■ INFORMATION PROVIDED
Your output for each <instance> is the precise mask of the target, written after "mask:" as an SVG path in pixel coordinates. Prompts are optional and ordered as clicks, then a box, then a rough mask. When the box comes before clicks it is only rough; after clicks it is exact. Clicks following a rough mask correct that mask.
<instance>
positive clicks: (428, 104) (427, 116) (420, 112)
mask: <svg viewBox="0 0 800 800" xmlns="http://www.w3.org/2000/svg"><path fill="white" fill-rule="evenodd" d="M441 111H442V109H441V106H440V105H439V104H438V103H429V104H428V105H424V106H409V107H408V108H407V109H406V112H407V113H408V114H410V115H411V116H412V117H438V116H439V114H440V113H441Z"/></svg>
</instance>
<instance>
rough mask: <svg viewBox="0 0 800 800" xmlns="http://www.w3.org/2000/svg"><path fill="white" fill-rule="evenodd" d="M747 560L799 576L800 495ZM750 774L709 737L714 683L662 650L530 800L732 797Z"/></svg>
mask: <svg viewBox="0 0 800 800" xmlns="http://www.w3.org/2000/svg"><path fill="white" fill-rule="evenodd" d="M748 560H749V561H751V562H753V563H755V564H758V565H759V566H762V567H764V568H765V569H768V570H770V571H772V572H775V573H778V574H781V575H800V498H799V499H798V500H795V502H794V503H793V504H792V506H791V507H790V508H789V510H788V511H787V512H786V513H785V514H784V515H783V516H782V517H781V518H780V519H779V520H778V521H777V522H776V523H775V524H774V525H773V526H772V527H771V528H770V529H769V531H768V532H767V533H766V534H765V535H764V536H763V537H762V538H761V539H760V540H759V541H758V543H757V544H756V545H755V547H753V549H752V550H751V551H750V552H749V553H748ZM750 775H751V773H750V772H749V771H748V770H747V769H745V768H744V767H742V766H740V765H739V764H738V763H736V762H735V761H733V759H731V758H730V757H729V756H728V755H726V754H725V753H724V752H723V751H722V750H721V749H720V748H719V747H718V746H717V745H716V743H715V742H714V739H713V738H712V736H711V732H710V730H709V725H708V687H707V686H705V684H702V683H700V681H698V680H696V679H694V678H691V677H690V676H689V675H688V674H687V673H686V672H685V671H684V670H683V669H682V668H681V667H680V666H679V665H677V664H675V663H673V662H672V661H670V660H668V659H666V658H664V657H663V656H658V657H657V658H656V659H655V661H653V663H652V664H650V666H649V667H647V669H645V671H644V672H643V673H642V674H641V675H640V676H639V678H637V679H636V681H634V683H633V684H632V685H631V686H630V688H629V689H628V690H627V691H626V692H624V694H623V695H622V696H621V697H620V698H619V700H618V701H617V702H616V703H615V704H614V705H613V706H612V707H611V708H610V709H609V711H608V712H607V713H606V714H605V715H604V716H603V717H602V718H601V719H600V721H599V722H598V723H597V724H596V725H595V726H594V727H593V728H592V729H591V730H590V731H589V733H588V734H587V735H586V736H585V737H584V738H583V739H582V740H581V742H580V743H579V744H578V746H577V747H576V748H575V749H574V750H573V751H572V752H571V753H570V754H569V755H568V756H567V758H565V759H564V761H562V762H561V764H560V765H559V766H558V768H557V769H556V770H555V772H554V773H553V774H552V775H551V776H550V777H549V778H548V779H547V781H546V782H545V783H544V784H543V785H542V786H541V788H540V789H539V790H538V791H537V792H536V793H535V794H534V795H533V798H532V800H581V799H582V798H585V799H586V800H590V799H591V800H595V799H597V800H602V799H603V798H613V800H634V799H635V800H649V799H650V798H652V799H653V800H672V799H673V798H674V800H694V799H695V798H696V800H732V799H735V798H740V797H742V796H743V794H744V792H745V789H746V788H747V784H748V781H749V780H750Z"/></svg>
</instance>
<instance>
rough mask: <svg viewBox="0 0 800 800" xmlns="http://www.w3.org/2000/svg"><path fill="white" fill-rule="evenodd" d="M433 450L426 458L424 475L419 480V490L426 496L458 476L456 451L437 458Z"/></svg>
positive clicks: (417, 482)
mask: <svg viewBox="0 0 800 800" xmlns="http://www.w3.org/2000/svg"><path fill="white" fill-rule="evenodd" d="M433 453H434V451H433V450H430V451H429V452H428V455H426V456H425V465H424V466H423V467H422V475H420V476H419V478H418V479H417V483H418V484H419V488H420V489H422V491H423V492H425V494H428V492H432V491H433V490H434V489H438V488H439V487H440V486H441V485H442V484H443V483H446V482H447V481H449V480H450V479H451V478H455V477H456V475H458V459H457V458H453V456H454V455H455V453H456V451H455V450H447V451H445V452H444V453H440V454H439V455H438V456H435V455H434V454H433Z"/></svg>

■ EXERCISE DETAILS
Repeat the data in full, matching each line exactly.

■ SOLUTION TO THE PROBLEM
Your output for each <instance> is the precise mask of the target, written after "mask:" as an SVG path in pixel coordinates. Prompts are optional and ordered as clicks, then a box, then a rough mask. When the box comes before clicks it is only rough; after clicks it is exact. Clicks following a rough mask correct that mask.
<instance>
positive clicks: (428, 104) (427, 116) (420, 112)
mask: <svg viewBox="0 0 800 800" xmlns="http://www.w3.org/2000/svg"><path fill="white" fill-rule="evenodd" d="M441 111H442V109H441V106H440V105H439V104H438V103H429V104H428V105H424V106H409V107H408V108H407V109H406V112H407V113H408V114H410V115H411V116H412V117H438V116H439V114H440V113H441Z"/></svg>
</instance>
<instance>
rough mask: <svg viewBox="0 0 800 800" xmlns="http://www.w3.org/2000/svg"><path fill="white" fill-rule="evenodd" d="M747 560L799 576L800 495ZM750 774L709 737L714 683L662 650L530 800L732 797Z"/></svg>
mask: <svg viewBox="0 0 800 800" xmlns="http://www.w3.org/2000/svg"><path fill="white" fill-rule="evenodd" d="M748 560H749V561H751V562H753V563H755V564H758V565H759V566H762V567H764V568H765V569H768V570H770V571H772V572H775V573H778V574H781V575H800V498H799V499H798V500H795V502H794V503H793V504H792V506H791V507H790V508H789V510H788V511H787V512H786V513H785V514H784V515H783V516H782V517H781V518H780V519H779V520H778V521H777V522H776V523H775V524H774V525H773V526H772V527H771V528H770V529H769V531H768V532H767V533H766V534H765V535H764V536H763V537H762V538H761V539H760V540H759V541H758V543H757V544H756V545H755V547H753V549H752V550H751V551H750V552H749V553H748ZM750 775H751V773H750V772H749V771H748V770H747V769H745V768H744V767H742V766H740V765H739V764H738V763H736V762H735V761H733V759H731V758H730V757H729V756H728V755H726V754H725V753H724V752H723V751H722V750H721V749H720V748H719V747H718V746H717V745H716V743H715V742H714V739H713V738H712V736H711V732H710V730H709V725H708V687H707V686H705V684H702V683H700V681H698V680H696V679H694V678H691V677H690V676H689V675H688V674H687V673H686V672H685V671H684V670H683V669H682V668H681V667H680V666H679V665H677V664H675V663H673V662H672V661H670V660H668V659H666V658H664V657H663V656H658V657H657V658H656V659H655V661H653V663H652V664H650V666H649V667H647V669H645V671H644V672H643V673H642V674H641V675H640V676H639V678H637V679H636V681H634V683H633V684H632V685H631V686H630V688H629V689H628V690H627V691H626V692H624V694H623V695H622V696H621V697H620V698H619V700H618V701H617V702H616V703H615V704H614V705H613V706H612V707H611V708H610V709H609V711H608V712H607V713H606V714H605V715H604V716H603V717H602V718H601V719H600V721H599V722H598V723H597V724H596V725H595V726H594V727H593V728H592V729H591V730H590V731H589V733H588V734H587V735H586V736H585V737H584V738H583V739H582V740H581V742H580V743H579V744H578V746H577V747H576V748H575V749H574V750H573V751H572V752H571V753H570V754H569V755H568V756H567V758H565V759H564V761H562V762H561V764H560V765H559V766H558V768H557V769H556V770H555V772H554V773H553V774H552V775H551V776H550V777H549V778H548V779H547V781H546V782H545V783H544V784H543V785H542V786H541V788H540V789H539V790H538V791H537V792H536V793H535V794H534V795H533V798H532V800H581V799H582V798H585V799H586V800H590V799H591V800H595V799H597V800H602V799H603V798H613V800H634V799H635V800H649V799H650V798H652V799H653V800H672V799H673V798H674V800H694V799H695V798H696V800H732V799H735V798H740V797H742V796H743V794H744V792H745V789H746V788H747V784H748V781H749V780H750Z"/></svg>
</instance>
<instance>
rough mask: <svg viewBox="0 0 800 800" xmlns="http://www.w3.org/2000/svg"><path fill="white" fill-rule="evenodd" d="M433 450L426 458L424 475L419 480V490L426 496L458 476L456 451L437 458Z"/></svg>
positive clicks: (417, 482)
mask: <svg viewBox="0 0 800 800" xmlns="http://www.w3.org/2000/svg"><path fill="white" fill-rule="evenodd" d="M433 453H434V451H433V450H430V451H429V452H428V455H426V456H425V465H424V466H423V467H422V475H420V476H419V478H418V479H417V483H418V484H419V488H420V489H422V491H423V492H425V494H428V492H432V491H433V490H434V489H438V488H439V487H440V486H441V485H442V484H443V483H446V482H447V481H449V480H450V479H451V478H455V477H456V475H458V459H457V458H453V456H454V455H455V453H456V451H455V450H447V451H445V452H444V453H440V454H439V455H438V456H435V455H434V454H433Z"/></svg>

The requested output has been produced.